> [Problem statement]
Copy exactly the run of lines that begins at the line with "of the sand" and ends at the final line of the entries.
### Given information ###
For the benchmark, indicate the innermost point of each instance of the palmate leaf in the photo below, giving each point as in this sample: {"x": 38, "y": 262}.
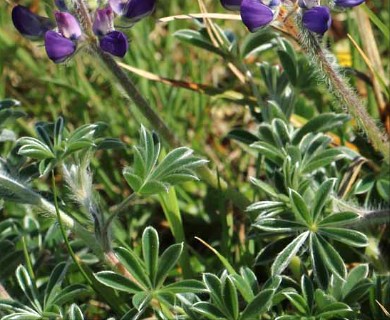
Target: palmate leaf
{"x": 329, "y": 255}
{"x": 118, "y": 282}
{"x": 284, "y": 257}
{"x": 146, "y": 177}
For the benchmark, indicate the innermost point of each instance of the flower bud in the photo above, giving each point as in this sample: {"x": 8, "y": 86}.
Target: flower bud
{"x": 231, "y": 4}
{"x": 68, "y": 25}
{"x": 255, "y": 14}
{"x": 317, "y": 19}
{"x": 104, "y": 21}
{"x": 29, "y": 24}
{"x": 133, "y": 10}
{"x": 58, "y": 48}
{"x": 114, "y": 43}
{"x": 348, "y": 3}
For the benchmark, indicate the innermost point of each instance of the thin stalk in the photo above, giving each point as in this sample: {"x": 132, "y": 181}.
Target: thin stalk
{"x": 27, "y": 259}
{"x": 342, "y": 91}
{"x": 4, "y": 295}
{"x": 171, "y": 209}
{"x": 65, "y": 237}
{"x": 127, "y": 85}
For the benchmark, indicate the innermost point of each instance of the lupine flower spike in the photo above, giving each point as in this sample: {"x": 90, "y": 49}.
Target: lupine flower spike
{"x": 63, "y": 37}
{"x": 133, "y": 10}
{"x": 257, "y": 14}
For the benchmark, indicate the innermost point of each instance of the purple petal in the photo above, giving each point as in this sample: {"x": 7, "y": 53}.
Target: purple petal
{"x": 308, "y": 4}
{"x": 58, "y": 48}
{"x": 317, "y": 19}
{"x": 348, "y": 3}
{"x": 29, "y": 24}
{"x": 255, "y": 14}
{"x": 68, "y": 25}
{"x": 231, "y": 4}
{"x": 133, "y": 10}
{"x": 115, "y": 42}
{"x": 61, "y": 4}
{"x": 104, "y": 21}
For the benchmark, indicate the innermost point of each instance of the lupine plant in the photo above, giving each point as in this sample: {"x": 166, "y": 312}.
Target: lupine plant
{"x": 141, "y": 178}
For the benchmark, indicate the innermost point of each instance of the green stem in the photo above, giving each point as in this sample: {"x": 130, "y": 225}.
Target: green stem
{"x": 65, "y": 237}
{"x": 27, "y": 258}
{"x": 159, "y": 125}
{"x": 172, "y": 212}
{"x": 4, "y": 295}
{"x": 341, "y": 90}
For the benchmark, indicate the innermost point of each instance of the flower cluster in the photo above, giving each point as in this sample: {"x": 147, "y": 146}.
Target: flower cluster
{"x": 63, "y": 36}
{"x": 256, "y": 14}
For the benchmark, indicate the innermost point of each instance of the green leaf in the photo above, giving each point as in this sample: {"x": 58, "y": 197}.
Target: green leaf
{"x": 278, "y": 225}
{"x": 355, "y": 276}
{"x": 299, "y": 208}
{"x": 167, "y": 261}
{"x": 284, "y": 257}
{"x": 185, "y": 286}
{"x": 146, "y": 177}
{"x": 298, "y": 302}
{"x": 322, "y": 195}
{"x": 208, "y": 310}
{"x": 75, "y": 313}
{"x": 307, "y": 291}
{"x": 322, "y": 123}
{"x": 335, "y": 310}
{"x": 70, "y": 293}
{"x": 257, "y": 42}
{"x": 289, "y": 65}
{"x": 118, "y": 282}
{"x": 330, "y": 256}
{"x": 319, "y": 268}
{"x": 214, "y": 285}
{"x": 265, "y": 187}
{"x": 133, "y": 264}
{"x": 230, "y": 297}
{"x": 28, "y": 287}
{"x": 339, "y": 219}
{"x": 242, "y": 136}
{"x": 348, "y": 236}
{"x": 245, "y": 282}
{"x": 269, "y": 151}
{"x": 375, "y": 20}
{"x": 150, "y": 248}
{"x": 54, "y": 284}
{"x": 141, "y": 300}
{"x": 322, "y": 159}
{"x": 260, "y": 304}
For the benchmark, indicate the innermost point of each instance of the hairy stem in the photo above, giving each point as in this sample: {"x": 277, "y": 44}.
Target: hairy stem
{"x": 4, "y": 295}
{"x": 341, "y": 90}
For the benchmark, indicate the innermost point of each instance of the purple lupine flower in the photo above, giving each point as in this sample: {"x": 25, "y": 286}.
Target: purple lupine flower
{"x": 111, "y": 41}
{"x": 308, "y": 4}
{"x": 133, "y": 10}
{"x": 103, "y": 22}
{"x": 58, "y": 48}
{"x": 68, "y": 25}
{"x": 61, "y": 4}
{"x": 231, "y": 4}
{"x": 115, "y": 42}
{"x": 317, "y": 19}
{"x": 62, "y": 45}
{"x": 348, "y": 3}
{"x": 256, "y": 14}
{"x": 29, "y": 24}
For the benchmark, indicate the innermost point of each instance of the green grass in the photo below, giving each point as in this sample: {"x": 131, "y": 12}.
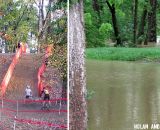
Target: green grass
{"x": 124, "y": 54}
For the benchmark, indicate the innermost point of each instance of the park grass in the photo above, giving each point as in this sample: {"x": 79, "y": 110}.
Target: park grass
{"x": 124, "y": 54}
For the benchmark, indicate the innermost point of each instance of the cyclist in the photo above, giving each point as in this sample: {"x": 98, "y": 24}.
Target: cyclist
{"x": 45, "y": 95}
{"x": 28, "y": 92}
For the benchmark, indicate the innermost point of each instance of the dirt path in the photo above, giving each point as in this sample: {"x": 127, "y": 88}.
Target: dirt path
{"x": 5, "y": 60}
{"x": 25, "y": 73}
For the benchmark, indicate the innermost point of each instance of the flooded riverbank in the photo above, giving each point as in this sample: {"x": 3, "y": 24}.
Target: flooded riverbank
{"x": 126, "y": 93}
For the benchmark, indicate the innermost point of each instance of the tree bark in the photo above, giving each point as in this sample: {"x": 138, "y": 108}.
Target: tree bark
{"x": 152, "y": 24}
{"x": 135, "y": 22}
{"x": 97, "y": 8}
{"x": 77, "y": 78}
{"x": 141, "y": 31}
{"x": 115, "y": 24}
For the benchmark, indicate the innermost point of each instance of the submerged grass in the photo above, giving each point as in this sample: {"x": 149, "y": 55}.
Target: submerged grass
{"x": 124, "y": 54}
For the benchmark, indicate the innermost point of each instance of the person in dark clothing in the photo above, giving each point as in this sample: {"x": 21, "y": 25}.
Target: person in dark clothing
{"x": 45, "y": 95}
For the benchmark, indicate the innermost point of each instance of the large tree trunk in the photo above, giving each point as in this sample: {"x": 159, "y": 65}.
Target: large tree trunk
{"x": 97, "y": 8}
{"x": 77, "y": 78}
{"x": 152, "y": 24}
{"x": 141, "y": 31}
{"x": 115, "y": 24}
{"x": 135, "y": 22}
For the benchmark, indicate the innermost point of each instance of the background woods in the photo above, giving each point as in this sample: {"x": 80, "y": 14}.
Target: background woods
{"x": 121, "y": 22}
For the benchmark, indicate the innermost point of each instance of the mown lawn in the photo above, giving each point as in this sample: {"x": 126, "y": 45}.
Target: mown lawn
{"x": 124, "y": 54}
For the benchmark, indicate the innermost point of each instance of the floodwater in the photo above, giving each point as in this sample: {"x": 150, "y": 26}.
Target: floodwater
{"x": 127, "y": 95}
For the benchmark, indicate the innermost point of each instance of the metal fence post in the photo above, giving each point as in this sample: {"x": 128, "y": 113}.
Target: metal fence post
{"x": 14, "y": 125}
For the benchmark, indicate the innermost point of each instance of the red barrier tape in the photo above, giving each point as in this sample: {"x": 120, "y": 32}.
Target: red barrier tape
{"x": 39, "y": 111}
{"x": 29, "y": 101}
{"x": 36, "y": 122}
{"x": 2, "y": 125}
{"x": 41, "y": 70}
{"x": 40, "y": 123}
{"x": 10, "y": 71}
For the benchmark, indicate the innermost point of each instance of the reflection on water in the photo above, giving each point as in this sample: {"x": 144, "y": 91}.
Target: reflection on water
{"x": 126, "y": 93}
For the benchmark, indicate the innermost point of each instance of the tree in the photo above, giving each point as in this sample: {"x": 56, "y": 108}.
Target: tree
{"x": 141, "y": 31}
{"x": 135, "y": 22}
{"x": 152, "y": 22}
{"x": 115, "y": 23}
{"x": 77, "y": 80}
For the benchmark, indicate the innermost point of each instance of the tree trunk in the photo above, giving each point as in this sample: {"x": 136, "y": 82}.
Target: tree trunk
{"x": 77, "y": 78}
{"x": 97, "y": 8}
{"x": 115, "y": 24}
{"x": 135, "y": 22}
{"x": 142, "y": 25}
{"x": 152, "y": 24}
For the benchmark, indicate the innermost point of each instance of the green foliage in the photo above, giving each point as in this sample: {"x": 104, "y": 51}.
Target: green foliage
{"x": 105, "y": 29}
{"x": 18, "y": 19}
{"x": 123, "y": 54}
{"x": 90, "y": 94}
{"x": 59, "y": 60}
{"x": 96, "y": 17}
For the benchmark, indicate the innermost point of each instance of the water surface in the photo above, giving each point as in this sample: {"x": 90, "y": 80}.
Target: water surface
{"x": 126, "y": 93}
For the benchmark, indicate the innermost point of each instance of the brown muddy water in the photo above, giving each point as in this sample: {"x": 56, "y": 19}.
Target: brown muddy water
{"x": 127, "y": 95}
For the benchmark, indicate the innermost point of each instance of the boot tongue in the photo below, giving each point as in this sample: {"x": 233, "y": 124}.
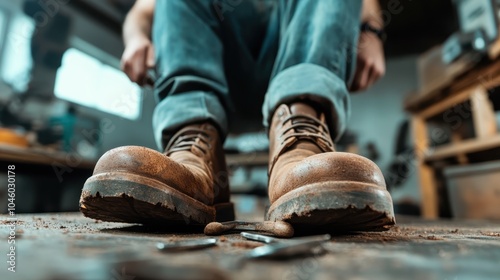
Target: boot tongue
{"x": 303, "y": 109}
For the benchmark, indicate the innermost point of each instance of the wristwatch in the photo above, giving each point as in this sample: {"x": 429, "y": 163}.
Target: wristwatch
{"x": 366, "y": 27}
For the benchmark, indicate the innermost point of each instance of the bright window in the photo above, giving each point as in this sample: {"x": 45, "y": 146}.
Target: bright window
{"x": 85, "y": 80}
{"x": 17, "y": 61}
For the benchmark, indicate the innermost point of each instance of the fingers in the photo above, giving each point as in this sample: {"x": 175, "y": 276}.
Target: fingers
{"x": 135, "y": 61}
{"x": 151, "y": 57}
{"x": 368, "y": 72}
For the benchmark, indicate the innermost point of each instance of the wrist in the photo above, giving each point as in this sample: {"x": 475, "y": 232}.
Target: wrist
{"x": 367, "y": 27}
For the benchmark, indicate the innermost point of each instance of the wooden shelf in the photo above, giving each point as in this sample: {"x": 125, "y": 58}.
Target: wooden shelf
{"x": 464, "y": 147}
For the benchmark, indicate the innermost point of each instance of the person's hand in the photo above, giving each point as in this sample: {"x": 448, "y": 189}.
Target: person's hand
{"x": 137, "y": 58}
{"x": 370, "y": 65}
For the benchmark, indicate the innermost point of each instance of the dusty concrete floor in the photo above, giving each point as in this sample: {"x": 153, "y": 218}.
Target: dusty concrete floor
{"x": 69, "y": 246}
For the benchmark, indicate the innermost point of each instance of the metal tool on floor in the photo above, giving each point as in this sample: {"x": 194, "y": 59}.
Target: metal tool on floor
{"x": 277, "y": 248}
{"x": 278, "y": 228}
{"x": 284, "y": 248}
{"x": 186, "y": 245}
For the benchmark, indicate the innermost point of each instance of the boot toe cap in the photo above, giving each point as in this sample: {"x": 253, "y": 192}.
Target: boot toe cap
{"x": 132, "y": 159}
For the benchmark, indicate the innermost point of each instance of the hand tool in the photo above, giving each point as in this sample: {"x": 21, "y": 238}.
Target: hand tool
{"x": 288, "y": 248}
{"x": 278, "y": 228}
{"x": 268, "y": 239}
{"x": 186, "y": 245}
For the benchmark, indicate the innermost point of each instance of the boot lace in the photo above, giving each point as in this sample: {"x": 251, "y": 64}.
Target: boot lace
{"x": 305, "y": 126}
{"x": 188, "y": 139}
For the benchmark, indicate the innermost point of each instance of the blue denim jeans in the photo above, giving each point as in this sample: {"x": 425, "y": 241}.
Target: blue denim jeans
{"x": 221, "y": 60}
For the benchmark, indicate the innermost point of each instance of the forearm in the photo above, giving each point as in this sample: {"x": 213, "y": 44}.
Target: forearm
{"x": 138, "y": 22}
{"x": 372, "y": 13}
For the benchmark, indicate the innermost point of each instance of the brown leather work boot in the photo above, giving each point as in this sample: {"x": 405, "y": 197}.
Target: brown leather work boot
{"x": 313, "y": 187}
{"x": 188, "y": 184}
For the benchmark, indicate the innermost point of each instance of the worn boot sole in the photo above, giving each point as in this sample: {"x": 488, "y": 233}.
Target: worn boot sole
{"x": 130, "y": 198}
{"x": 335, "y": 207}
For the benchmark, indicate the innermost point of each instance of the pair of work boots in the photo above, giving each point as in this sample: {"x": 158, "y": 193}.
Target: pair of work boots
{"x": 310, "y": 185}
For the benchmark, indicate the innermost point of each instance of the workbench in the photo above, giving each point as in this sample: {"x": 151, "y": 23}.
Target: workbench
{"x": 70, "y": 246}
{"x": 460, "y": 95}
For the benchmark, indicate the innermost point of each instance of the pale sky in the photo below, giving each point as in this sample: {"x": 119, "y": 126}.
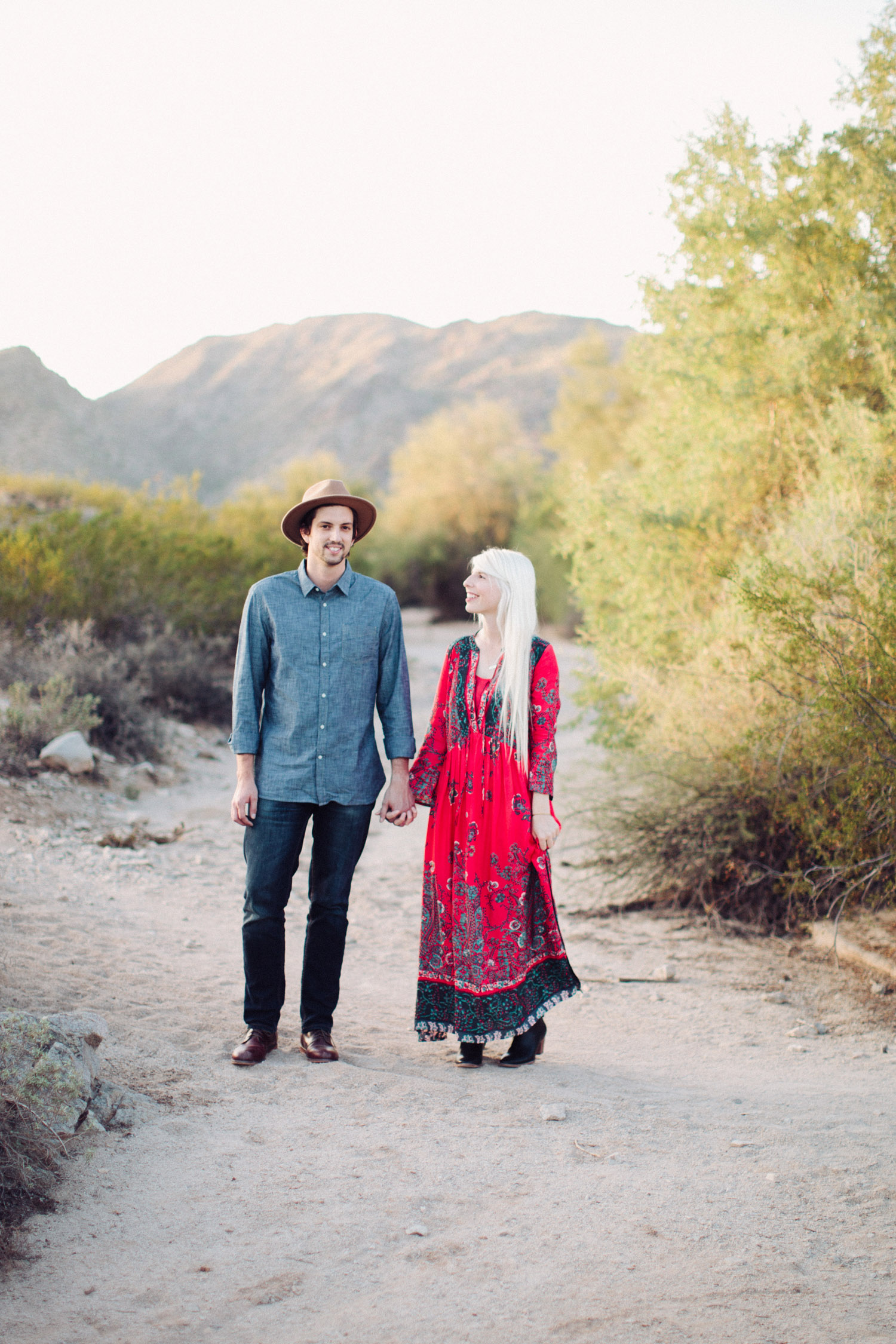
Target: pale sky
{"x": 179, "y": 168}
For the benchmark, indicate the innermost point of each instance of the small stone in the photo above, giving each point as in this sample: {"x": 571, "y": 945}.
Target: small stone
{"x": 69, "y": 751}
{"x": 90, "y": 1125}
{"x": 89, "y": 1026}
{"x": 664, "y": 972}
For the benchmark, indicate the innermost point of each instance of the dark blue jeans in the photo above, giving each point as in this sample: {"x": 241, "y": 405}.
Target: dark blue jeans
{"x": 272, "y": 848}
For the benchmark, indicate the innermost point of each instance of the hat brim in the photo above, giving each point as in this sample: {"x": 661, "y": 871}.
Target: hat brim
{"x": 364, "y": 510}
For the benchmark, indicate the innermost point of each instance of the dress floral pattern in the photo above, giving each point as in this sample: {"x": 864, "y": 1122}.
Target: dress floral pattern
{"x": 492, "y": 958}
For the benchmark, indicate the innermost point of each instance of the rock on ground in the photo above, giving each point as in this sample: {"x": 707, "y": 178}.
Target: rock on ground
{"x": 69, "y": 751}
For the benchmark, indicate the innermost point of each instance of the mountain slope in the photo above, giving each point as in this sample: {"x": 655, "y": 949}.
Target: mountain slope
{"x": 233, "y": 407}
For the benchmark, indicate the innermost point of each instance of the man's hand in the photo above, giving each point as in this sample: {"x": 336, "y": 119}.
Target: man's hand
{"x": 245, "y": 802}
{"x": 398, "y": 803}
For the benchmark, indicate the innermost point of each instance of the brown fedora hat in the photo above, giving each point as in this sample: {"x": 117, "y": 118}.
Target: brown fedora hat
{"x": 320, "y": 495}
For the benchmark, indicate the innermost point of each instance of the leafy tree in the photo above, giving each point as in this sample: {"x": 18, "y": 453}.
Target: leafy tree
{"x": 465, "y": 479}
{"x": 732, "y": 538}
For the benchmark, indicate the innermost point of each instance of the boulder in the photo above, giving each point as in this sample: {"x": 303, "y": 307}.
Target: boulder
{"x": 70, "y": 751}
{"x": 89, "y": 1026}
{"x": 51, "y": 1062}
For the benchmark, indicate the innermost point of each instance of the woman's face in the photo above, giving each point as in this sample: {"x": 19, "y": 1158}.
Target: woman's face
{"x": 483, "y": 593}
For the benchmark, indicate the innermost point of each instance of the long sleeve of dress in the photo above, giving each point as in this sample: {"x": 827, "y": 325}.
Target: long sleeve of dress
{"x": 544, "y": 706}
{"x": 426, "y": 769}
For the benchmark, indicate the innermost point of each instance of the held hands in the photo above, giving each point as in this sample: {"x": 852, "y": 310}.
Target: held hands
{"x": 544, "y": 829}
{"x": 398, "y": 803}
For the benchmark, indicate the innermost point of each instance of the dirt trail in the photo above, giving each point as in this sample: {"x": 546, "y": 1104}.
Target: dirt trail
{"x": 710, "y": 1182}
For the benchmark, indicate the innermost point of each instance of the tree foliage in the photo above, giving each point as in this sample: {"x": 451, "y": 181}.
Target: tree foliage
{"x": 731, "y": 533}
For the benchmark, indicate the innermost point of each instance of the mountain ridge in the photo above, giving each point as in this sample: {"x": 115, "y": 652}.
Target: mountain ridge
{"x": 235, "y": 407}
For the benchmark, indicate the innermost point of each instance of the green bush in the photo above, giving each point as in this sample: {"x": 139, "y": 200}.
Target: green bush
{"x": 36, "y": 714}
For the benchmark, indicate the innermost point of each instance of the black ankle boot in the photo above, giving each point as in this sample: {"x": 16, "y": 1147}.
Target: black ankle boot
{"x": 526, "y": 1047}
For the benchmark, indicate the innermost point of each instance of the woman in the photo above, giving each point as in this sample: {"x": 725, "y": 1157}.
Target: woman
{"x": 492, "y": 959}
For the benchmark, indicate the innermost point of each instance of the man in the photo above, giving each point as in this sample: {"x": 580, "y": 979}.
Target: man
{"x": 317, "y": 649}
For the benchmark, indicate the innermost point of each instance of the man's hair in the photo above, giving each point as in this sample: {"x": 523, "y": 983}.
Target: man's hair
{"x": 305, "y": 522}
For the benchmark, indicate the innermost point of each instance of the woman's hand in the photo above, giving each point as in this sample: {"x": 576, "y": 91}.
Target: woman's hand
{"x": 544, "y": 830}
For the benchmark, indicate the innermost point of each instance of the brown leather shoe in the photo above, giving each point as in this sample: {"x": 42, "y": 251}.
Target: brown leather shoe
{"x": 319, "y": 1047}
{"x": 254, "y": 1047}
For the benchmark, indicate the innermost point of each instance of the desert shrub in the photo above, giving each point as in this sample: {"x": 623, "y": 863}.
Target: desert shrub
{"x": 465, "y": 479}
{"x": 188, "y": 676}
{"x": 115, "y": 692}
{"x": 128, "y": 558}
{"x": 36, "y": 714}
{"x": 731, "y": 524}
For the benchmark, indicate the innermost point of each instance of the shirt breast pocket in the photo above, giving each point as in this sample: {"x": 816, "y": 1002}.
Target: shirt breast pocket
{"x": 360, "y": 644}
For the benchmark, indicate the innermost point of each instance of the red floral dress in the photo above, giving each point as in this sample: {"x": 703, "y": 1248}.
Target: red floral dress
{"x": 492, "y": 958}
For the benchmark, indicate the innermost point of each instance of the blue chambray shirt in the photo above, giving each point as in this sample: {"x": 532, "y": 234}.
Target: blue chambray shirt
{"x": 311, "y": 667}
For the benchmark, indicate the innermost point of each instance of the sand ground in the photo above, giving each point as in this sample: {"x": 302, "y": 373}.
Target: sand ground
{"x": 710, "y": 1182}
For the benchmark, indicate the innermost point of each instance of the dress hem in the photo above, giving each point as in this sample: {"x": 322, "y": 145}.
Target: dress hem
{"x": 440, "y": 1030}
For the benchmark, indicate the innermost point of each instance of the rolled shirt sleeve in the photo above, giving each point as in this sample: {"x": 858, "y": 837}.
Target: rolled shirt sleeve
{"x": 250, "y": 675}
{"x": 392, "y": 689}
###
> [The result]
For the benchmark, indicate the innermost point of each instance of the sand ground in the photo above, giving each point as in this sample: {"x": 302, "y": 373}.
Target: sand ground
{"x": 710, "y": 1182}
For the benchmark, indicate the innermost point of each instance of the dress hem in the photo above, giving each point as in this sample: {"x": 322, "y": 145}.
Target: dress hem
{"x": 440, "y": 1030}
For the benchmark, indicate the innermost point of each instance of the rolled shirt sleeve in the photo above, giving each point as in this sample: {"x": 858, "y": 837}.
Target: rolled shirt sleeve
{"x": 250, "y": 675}
{"x": 392, "y": 689}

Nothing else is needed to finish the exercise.